(Stored items)
◆ ◆ ◆ ◆
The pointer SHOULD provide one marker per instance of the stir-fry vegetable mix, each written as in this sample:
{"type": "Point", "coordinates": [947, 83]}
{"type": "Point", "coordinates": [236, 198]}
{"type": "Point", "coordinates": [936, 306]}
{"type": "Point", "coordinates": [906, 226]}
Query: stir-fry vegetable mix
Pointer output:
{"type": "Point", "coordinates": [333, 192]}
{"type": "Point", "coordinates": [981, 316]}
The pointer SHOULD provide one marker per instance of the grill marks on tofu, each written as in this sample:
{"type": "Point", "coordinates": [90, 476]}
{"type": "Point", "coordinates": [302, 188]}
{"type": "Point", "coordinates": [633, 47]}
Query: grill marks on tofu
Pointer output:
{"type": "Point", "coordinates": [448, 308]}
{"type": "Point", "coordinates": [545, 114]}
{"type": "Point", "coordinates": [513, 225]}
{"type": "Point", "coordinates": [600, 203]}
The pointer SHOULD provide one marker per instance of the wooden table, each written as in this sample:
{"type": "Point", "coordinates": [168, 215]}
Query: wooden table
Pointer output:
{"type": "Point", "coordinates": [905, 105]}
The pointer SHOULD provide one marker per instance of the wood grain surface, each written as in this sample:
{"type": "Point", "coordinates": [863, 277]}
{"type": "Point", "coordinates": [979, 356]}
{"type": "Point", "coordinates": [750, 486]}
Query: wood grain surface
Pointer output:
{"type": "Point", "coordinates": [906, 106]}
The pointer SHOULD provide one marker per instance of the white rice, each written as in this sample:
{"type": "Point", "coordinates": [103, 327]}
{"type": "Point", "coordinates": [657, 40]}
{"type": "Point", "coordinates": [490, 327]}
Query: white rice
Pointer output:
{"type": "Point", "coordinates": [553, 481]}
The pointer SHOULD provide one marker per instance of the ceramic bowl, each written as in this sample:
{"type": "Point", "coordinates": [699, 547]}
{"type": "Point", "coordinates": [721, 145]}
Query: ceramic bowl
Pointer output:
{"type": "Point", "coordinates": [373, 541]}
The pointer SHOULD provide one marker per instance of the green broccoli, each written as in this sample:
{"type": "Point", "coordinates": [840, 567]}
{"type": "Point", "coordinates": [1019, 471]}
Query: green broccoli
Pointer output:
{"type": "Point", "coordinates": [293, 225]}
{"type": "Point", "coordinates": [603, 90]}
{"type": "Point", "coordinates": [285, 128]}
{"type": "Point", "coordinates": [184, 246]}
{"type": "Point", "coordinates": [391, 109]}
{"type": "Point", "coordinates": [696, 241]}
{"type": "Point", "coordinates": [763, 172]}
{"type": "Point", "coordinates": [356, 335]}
◆ ◆ ◆ ◆
Exercise description: Copy the data above exactly. Every line must be included.

Worked answer:
The pointer SHOULD provide one marker per instance of the stir-fry vegetable mix, each written as in this sample:
{"type": "Point", "coordinates": [947, 83]}
{"type": "Point", "coordinates": [236, 198]}
{"type": "Point", "coordinates": [936, 306]}
{"type": "Point", "coordinates": [906, 226]}
Query: stir-fry vegetable mix
Pointer output:
{"type": "Point", "coordinates": [333, 192]}
{"type": "Point", "coordinates": [981, 316]}
The pointer SHOULD provide one marker per instance of the grill marks on tofu, each written as in this sample:
{"type": "Point", "coordinates": [90, 476]}
{"type": "Point", "coordinates": [302, 188]}
{"type": "Point", "coordinates": [633, 47]}
Query: grill marks on tofu
Pointer output:
{"type": "Point", "coordinates": [448, 308]}
{"type": "Point", "coordinates": [545, 114]}
{"type": "Point", "coordinates": [513, 225]}
{"type": "Point", "coordinates": [600, 203]}
The pointer SHOULD provide one marker per instance of the wooden table, each written as in this sample:
{"type": "Point", "coordinates": [168, 215]}
Query: wooden table
Pointer output:
{"type": "Point", "coordinates": [905, 105]}
The pointer SHOULD provide one marker per instance of the wood grain surface, each written as in this sample:
{"type": "Point", "coordinates": [863, 277]}
{"type": "Point", "coordinates": [979, 356]}
{"type": "Point", "coordinates": [750, 486]}
Query: wood grain surface
Pointer output:
{"type": "Point", "coordinates": [906, 106]}
The pointer SHOULD provide one marker per instance of the white rice, each written as in this sample:
{"type": "Point", "coordinates": [103, 327]}
{"type": "Point", "coordinates": [657, 40]}
{"type": "Point", "coordinates": [490, 327]}
Query: white rice
Pointer output:
{"type": "Point", "coordinates": [553, 481]}
The pointer SHOULD provide one marker per instance of the ceramic bowl, each written as in this sample:
{"type": "Point", "coordinates": [699, 547]}
{"type": "Point", "coordinates": [721, 145]}
Query: ceramic bowl
Pointer output:
{"type": "Point", "coordinates": [373, 541]}
The pointer SHOULD provide one marker per instance of the green broccoli, each written as in this sample:
{"type": "Point", "coordinates": [840, 567]}
{"type": "Point", "coordinates": [1019, 471]}
Query: green broccoli
Pointer output:
{"type": "Point", "coordinates": [293, 225]}
{"type": "Point", "coordinates": [603, 90]}
{"type": "Point", "coordinates": [285, 128]}
{"type": "Point", "coordinates": [184, 246]}
{"type": "Point", "coordinates": [391, 109]}
{"type": "Point", "coordinates": [696, 241]}
{"type": "Point", "coordinates": [763, 172]}
{"type": "Point", "coordinates": [356, 335]}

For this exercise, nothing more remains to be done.